━━ Given entries
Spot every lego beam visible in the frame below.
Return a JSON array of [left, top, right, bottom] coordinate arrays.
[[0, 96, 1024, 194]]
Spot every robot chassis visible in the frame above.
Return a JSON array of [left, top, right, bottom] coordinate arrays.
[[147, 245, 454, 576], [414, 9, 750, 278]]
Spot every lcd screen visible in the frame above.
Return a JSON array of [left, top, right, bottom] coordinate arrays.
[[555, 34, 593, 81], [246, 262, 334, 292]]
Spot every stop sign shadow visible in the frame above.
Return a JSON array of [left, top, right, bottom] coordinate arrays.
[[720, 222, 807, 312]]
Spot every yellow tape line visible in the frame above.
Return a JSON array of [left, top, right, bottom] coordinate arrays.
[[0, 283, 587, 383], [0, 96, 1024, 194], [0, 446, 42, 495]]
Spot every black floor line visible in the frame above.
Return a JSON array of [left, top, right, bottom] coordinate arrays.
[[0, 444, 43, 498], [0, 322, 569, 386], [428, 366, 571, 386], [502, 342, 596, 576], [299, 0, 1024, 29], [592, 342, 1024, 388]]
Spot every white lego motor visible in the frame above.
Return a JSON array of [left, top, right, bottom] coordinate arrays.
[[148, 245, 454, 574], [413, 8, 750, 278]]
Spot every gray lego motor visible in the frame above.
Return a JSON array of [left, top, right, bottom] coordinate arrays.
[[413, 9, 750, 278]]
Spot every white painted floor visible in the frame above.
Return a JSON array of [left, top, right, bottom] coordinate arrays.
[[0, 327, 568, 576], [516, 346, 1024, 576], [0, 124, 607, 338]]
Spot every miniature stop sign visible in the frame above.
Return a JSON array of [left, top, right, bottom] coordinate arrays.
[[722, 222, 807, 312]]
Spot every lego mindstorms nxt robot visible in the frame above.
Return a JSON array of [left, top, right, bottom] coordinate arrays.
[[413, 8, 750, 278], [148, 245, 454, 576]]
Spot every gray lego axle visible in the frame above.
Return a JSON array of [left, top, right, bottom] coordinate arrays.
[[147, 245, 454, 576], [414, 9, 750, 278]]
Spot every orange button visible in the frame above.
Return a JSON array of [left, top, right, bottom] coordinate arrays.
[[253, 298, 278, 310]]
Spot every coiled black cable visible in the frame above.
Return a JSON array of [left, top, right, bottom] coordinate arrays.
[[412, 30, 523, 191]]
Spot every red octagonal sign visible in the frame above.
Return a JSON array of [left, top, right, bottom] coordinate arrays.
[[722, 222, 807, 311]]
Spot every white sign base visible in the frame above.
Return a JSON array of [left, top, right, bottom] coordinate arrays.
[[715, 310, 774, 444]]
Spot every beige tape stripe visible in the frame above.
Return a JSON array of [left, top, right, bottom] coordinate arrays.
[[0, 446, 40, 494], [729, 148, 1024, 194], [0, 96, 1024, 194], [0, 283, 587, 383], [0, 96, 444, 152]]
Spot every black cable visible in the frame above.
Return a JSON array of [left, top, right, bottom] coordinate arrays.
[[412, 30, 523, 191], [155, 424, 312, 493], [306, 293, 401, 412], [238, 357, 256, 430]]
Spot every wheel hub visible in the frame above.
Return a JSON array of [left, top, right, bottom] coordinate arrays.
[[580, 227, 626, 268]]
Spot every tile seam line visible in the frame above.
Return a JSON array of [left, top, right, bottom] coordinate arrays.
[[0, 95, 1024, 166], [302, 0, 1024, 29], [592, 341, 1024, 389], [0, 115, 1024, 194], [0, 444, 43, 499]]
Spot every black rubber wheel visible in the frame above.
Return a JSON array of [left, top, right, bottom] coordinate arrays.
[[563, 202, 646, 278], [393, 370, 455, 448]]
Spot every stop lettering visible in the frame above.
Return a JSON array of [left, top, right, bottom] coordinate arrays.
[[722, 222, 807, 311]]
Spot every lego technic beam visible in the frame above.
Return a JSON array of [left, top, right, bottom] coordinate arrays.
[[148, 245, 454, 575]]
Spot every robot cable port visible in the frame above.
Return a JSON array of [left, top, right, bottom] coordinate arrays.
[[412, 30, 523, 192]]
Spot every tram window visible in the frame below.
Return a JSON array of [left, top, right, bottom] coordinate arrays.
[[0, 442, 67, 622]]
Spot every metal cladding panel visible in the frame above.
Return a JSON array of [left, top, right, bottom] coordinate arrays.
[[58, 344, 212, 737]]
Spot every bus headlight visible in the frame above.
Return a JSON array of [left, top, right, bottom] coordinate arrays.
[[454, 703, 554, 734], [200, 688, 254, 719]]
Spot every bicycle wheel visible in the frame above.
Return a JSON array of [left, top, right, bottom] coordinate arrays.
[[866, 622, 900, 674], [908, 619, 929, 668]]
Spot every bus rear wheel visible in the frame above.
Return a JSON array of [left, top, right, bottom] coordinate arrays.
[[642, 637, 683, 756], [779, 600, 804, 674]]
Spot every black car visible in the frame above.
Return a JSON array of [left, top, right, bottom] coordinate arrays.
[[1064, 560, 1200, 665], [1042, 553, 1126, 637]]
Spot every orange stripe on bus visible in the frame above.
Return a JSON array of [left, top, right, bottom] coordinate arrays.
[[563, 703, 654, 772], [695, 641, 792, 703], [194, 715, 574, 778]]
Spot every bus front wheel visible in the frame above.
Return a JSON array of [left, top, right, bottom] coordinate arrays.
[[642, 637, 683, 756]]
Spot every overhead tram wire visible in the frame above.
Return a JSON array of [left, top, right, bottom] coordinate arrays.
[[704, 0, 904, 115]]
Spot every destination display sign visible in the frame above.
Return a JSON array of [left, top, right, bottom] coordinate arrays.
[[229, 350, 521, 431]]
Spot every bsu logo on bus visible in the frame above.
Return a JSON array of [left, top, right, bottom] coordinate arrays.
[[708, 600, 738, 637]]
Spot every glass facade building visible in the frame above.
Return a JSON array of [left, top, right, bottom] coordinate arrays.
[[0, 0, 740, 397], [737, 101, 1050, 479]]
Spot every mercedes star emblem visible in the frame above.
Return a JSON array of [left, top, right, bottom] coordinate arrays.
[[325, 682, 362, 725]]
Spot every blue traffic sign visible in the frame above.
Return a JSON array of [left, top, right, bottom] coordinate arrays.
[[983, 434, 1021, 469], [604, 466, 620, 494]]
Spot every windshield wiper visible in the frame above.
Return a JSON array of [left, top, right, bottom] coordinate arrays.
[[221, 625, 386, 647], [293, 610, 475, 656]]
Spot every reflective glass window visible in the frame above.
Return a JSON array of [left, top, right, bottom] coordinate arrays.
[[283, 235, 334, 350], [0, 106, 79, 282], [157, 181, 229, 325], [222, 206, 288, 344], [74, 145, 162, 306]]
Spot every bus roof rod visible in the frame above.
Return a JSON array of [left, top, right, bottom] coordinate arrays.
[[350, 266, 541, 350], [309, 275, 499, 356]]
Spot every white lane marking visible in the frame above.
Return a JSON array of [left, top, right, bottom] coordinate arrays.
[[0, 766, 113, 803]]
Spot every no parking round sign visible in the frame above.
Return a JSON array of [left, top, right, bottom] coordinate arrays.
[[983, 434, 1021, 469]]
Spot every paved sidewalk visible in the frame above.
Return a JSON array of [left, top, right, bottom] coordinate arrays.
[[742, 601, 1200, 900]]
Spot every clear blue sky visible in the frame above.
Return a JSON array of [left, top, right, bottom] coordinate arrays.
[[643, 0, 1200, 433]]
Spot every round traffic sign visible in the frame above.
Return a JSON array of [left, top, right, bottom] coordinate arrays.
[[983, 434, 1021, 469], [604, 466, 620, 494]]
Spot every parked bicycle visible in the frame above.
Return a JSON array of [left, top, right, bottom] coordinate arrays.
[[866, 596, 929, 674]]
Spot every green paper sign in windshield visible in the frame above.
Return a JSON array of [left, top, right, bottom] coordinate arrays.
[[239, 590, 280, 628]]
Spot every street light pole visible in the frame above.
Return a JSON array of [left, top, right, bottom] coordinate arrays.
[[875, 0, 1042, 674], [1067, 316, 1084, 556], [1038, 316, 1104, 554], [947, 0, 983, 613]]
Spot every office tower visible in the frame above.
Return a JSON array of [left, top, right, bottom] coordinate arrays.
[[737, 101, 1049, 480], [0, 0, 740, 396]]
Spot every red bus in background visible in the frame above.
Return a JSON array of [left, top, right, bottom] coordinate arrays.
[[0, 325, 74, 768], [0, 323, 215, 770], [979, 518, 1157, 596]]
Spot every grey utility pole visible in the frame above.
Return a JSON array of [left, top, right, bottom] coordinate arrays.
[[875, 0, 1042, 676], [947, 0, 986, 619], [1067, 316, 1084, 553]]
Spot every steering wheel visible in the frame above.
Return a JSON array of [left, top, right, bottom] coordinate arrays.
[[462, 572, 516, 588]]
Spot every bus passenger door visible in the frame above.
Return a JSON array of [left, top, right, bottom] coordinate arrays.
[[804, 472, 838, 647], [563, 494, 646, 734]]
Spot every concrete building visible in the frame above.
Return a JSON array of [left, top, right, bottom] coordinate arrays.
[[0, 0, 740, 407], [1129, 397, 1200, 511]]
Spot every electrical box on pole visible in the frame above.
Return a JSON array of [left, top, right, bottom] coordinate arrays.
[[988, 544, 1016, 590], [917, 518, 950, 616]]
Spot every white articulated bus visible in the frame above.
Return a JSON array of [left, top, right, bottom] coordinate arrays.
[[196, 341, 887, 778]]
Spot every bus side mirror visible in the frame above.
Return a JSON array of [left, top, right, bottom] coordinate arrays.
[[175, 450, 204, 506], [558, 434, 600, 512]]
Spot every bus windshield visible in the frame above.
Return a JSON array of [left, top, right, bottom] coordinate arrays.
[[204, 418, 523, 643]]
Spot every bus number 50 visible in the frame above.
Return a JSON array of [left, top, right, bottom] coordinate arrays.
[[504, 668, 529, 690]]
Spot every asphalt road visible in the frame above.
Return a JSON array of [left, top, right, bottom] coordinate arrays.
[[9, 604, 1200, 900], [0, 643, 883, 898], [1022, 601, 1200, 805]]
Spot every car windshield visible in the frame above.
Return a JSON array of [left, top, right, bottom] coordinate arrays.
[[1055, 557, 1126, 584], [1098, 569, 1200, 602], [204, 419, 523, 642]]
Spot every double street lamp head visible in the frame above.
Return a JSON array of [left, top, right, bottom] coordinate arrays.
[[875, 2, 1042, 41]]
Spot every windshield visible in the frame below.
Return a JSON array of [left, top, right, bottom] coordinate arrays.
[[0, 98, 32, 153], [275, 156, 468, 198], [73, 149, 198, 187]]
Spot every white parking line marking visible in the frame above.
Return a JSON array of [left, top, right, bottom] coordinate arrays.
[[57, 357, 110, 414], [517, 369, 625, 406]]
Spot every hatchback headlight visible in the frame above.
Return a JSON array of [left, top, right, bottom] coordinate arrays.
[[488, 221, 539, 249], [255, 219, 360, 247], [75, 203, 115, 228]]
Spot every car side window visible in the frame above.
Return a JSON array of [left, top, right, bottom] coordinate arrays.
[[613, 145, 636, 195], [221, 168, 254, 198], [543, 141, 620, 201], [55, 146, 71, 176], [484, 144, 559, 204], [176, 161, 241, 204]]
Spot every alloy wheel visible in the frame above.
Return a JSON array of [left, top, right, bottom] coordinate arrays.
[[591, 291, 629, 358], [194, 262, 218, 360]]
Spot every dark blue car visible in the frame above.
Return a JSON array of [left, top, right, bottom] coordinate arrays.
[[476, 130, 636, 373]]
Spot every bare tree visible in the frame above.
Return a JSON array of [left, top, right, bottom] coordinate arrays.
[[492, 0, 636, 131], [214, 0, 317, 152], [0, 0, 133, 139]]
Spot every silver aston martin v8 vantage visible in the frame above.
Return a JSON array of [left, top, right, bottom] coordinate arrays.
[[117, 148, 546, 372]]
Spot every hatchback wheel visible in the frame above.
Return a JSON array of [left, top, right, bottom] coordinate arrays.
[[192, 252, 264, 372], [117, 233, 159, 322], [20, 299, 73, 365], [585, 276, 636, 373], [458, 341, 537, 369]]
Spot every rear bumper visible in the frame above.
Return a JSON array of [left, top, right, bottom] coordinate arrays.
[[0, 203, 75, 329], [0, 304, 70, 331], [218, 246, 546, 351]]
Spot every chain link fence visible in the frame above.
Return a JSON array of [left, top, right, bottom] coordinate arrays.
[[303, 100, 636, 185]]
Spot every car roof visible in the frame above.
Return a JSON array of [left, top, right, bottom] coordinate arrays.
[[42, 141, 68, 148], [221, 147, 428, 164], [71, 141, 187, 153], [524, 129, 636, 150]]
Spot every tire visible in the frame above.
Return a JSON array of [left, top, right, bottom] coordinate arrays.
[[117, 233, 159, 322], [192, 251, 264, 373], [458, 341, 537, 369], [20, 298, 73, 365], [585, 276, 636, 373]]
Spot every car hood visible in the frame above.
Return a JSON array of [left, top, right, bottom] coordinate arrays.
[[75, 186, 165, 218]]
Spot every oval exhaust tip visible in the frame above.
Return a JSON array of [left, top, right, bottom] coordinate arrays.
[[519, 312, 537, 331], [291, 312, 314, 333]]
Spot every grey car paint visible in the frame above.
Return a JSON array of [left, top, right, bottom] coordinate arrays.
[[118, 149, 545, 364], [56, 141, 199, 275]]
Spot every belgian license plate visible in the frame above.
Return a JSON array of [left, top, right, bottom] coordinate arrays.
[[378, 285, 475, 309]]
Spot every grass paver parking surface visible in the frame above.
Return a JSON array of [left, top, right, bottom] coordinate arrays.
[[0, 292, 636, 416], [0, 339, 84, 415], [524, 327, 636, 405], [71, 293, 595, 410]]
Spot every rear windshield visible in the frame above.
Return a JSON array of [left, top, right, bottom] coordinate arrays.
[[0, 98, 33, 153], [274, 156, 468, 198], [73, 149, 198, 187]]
━━━━
What you will do ::
Format the data above as a Markdown table with the columns Row and Line, starting at the first line and ending at the line containing "[[720, 222, 807, 312]]". Number each line and leave out any blank lines.

Expected answer ::
| Row | Line |
|---|---|
| 1 | Spot every lego beam visible in the frame below. |
| 2 | Return a JSON array of [left, top, right, bottom] coordinate arrays. |
| 3 | [[0, 96, 1024, 194]] |
| 4 | Spot every robot chassis visible in the frame above. |
| 5 | Return a JSON array of [left, top, right, bottom] coordinate arrays. |
| 6 | [[147, 245, 454, 576], [414, 9, 750, 278]] |
| 7 | Spot every lcd screen visible in the frame above. |
| 8 | Return a JSON array of [left, top, right, bottom] coordinate arrays. |
| 9 | [[555, 34, 593, 81], [246, 262, 334, 292]] |
| 10 | Spot every stop sign shadow visible in the frame above. |
| 11 | Return a JSON array of [left, top, right, bottom] coordinate arrays. |
| 12 | [[720, 222, 807, 312]] |